### [ИСХОДНЫЙ ОТРЫВОК]
═══

К вечеру во всех полках заиграла музыка духовая и роговая, везде запели песни, и воинское веселье опять разлилось по-старому. Тихая погода, приятное зарево заходящего солнца по чистому небосклону, отголоски музыки, повторяемые эхом из леса, который закрывал перед нами дым курящейся под пеплом Москвы, утешительные беседы, утешительная надежда на будущее, полная доверенность к распоряжениям фельдмаршала – все это вместе романтически услаждало сердце каждого воина. В продолжение целого похода никогда я не имел столь приятных ощущений.
С 23 сентября по 5 октября, почти целых две недели, мы жили покойно в Тарутинском лагере, не занимаясь французами. Нас укомплектовали рекрутами, лошадьми, зарядами, снабдили тулупами, сапогами, удовольствовали сухарями, а лошадей – овсом и сеном вволю; тут выдали нам третное жалованье, и, сверх того, нижние чины за Бородинское сражение награждены были по пяти рублей ассигнациями. Откуда что явилось! Из южной России везли к Тарутинскому лагерю по всем дорогам всякие припасы. Среди биваков открылись у нас лавки с разными потребностями для военных людей, завелась торговля, и тут подлинно – все загуляли.
Крестьяне из ближних и дальних селений приезжали в лагерь повидаться с оставшимися в живых родственниками и земляками; даже крестьянки толпами ежедневно приходили с гостинцами в полки отыскивать мужей, сыновей, братьев. Я видел таких прихожанок, одушевленных воинским патриотизмом, которые говорили: "Только дай нам, батюшка, пики, то и мы пойдем на француза!" Казалось, вся Россия сходилась душой в Тарутинском лагере, и кто был истинный сын Отечества, тот из самых отдаленных пределов стремился, если не сам собой, то сердцем и мыслью, к Тарутинскому лагерю, жертвуя последним достоянием. Все драгоценнейшее для целой империи вмещалось в тесном пространстве этого лагеря – последние усилия России. В воинской прозорливости полководца заключалась последняя надежда погибающего Отечества. Еще никто из вождей русских не был столь важен и велик в виду всей нации, как в то время князь Кутузов. На него устремлялись взоры целой России; от исполнения его планов зависела участь империи. Но князь был коренной сын России, вскормленный ее сосцами и питавший в себе неизменную любовь к ней; участь Отечества близко лежала к счастью его сердца; он дорожил доверием монарха и всей нации. Таясь под скромной наружностью в своем лагере, он хитро расставлял сети пылкому врагу Отечества. Наконец опытный ум его восторжествовал над гордым любимцем фортуны – и непобедимый стал побежден!

═══

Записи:
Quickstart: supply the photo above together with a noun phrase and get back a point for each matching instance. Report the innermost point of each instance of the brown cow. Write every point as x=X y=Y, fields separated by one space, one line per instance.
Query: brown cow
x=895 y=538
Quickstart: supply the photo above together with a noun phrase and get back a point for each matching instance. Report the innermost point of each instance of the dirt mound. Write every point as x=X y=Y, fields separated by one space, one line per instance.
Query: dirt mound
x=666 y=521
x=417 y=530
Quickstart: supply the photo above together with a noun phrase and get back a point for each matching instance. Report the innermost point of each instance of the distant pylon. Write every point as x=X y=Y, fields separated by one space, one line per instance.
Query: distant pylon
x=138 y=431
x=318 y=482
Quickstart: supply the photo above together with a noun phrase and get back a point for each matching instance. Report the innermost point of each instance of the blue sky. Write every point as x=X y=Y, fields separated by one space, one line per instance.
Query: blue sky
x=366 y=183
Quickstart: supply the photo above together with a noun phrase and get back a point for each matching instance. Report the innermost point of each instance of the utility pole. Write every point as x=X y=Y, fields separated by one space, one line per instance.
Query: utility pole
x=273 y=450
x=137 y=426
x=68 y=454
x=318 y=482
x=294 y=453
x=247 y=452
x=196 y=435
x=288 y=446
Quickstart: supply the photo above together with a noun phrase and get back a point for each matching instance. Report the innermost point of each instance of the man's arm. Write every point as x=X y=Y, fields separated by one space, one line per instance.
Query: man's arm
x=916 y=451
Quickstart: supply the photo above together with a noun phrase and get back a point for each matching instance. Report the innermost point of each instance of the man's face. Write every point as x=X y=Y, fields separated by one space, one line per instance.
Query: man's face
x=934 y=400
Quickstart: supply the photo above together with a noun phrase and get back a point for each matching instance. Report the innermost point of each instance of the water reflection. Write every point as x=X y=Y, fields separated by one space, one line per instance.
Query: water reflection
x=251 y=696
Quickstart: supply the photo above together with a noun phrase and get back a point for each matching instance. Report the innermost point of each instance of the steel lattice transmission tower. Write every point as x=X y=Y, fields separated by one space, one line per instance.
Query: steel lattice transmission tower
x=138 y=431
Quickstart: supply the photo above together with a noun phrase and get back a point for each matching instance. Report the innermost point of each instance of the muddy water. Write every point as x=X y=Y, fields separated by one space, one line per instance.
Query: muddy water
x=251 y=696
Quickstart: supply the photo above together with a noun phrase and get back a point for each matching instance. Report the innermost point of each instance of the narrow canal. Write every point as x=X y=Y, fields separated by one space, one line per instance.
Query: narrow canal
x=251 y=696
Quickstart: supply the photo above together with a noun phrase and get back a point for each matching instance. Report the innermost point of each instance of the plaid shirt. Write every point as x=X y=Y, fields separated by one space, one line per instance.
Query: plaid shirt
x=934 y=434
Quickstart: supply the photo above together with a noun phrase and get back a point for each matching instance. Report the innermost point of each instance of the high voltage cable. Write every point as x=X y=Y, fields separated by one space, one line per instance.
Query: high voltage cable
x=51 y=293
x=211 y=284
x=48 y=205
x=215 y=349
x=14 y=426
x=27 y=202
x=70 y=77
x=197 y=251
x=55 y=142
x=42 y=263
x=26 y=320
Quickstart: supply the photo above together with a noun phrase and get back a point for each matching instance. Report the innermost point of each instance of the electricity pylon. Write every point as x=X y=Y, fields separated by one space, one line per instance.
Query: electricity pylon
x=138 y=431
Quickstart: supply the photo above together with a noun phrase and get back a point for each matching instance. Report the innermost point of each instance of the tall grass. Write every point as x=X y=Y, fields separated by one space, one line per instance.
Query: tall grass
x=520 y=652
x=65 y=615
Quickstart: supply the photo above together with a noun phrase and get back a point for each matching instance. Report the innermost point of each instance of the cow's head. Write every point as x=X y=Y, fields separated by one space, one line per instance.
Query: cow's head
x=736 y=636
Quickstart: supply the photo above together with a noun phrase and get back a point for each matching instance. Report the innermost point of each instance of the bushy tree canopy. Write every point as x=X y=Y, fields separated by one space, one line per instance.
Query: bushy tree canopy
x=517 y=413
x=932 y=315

═══

### [ЗАДАНИЕ]
Пожалуйста, продолжите отрывок о Тарутинском лагере, начав сразу после его последнего предложения. Строки — это отдельный материал, не связанный с отрывком.

### [РЕЗУЛЬТАТ]
Некоторые утверждали после событий, что голод и холод были главнейшими союзниками у нас для истребления французов. Но не в искусстве ли фельдмаршала состояло довести неприятеля до такой крайности, чтобы и самые бедствия природы обратить на него же? Можно ли не быть признательным к тому, с каким благоразумием наш полководец умел льстить высокомерному ожиданию Наполеона о заключении выгодного для него мира? Как хитро были пускаемы в неприятельскую армию слухи, будто наши войска находятся в самом жалком положении, терпят во всем крайний недостаток, будто лишь в первых рядах остались старые солдаты, а в прочем все рекруты и ратники; будто потеря Москвы расстроила субординацию в войске! Для вероятия таких слухов фельдмаршал явно поссорился с атаманом казаков Платовым. Говорили, будто бы он подозревал его в измене и удалил от армии. Стоустая молва доводила до слуха Наполеонова столь радостные для него, но в самой сущности ложные вести, между тем как атаман Платов, верный сын России, вызывал с Дона старого и малого и в непродолжительном времени привел 45 полков удалых молодцов. Наполеон, как завоеватель Европы, ослепленный своим величием и поставлявший себя выше смертных, поддался обыкновенной человеческой слабости. Хитрые вести, столь благоприятные, простой полководец принял бы за нарочно подделанные; но он верил им со всей слепотой, потому что они льстили его ожиданиям.
К довершению обольщения вскоре за слухами стали попадаться в руки французам наши курьеры с мнимыми донесениями фельдмаршала к государю, что русская армия находится в бедственном положении и вовсе не имеет духа сражаться; что фельдмаршал не смеет дать решительной битвы, а потому предоставляет его императорскому величеству единственное средство к спасению – ускорить заключение мира с какими бы то ни было пожертвованиями, полагая, что и неприятель, находясь сам не в весьма выгодном положении, ограничит свои требования. Наполеон, конечно, с радостью читал перехваченные донесения и охотно готов был умерить свои завоевания, оставляя за собой, на первый раз, хотя одни польские губернии и признаваясь сам себе, что он слишком поспешил с исполнением великого плана – изгнать русских из Европы. Но он забыл о старой лисице.
Вот как мудрый полководец наш умел продлить время, которым сам много выигрывал, а неприятеля доводил до последней крайности, покуда настало время холода и голода, а вместе с тем настала пора нанести решительный удар страшному врагу силами человеческими при содействии небесных. Так опытный ум восторжествовал над гордым любимцем фортуны – и непобедимый стал побежден!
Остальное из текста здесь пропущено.